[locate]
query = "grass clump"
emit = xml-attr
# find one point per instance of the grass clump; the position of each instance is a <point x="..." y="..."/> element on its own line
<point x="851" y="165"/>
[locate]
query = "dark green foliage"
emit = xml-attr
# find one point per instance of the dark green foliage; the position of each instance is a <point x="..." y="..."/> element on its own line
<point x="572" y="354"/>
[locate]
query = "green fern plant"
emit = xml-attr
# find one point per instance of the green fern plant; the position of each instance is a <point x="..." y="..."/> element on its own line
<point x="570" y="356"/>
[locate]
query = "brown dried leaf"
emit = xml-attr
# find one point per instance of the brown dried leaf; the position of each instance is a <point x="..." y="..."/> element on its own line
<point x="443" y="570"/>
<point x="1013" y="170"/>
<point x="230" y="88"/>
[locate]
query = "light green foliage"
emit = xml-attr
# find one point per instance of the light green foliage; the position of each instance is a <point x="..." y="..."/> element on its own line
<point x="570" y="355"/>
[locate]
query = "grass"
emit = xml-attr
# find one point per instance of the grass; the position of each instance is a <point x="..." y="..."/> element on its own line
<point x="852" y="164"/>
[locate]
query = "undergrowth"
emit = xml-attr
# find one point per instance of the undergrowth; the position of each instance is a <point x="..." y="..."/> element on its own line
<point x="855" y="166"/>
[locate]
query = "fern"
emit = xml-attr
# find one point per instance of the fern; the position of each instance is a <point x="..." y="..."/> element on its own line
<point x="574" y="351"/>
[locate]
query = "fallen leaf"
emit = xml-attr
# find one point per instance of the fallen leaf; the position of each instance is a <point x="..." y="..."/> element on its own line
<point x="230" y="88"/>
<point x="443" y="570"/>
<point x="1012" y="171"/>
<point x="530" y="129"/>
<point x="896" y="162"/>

_STATED PROBLEM_.
Please count how many lines in the material above contain the word "leaf" and reply with only that number.

_SOLUTION TO THIS EXERCISE_.
4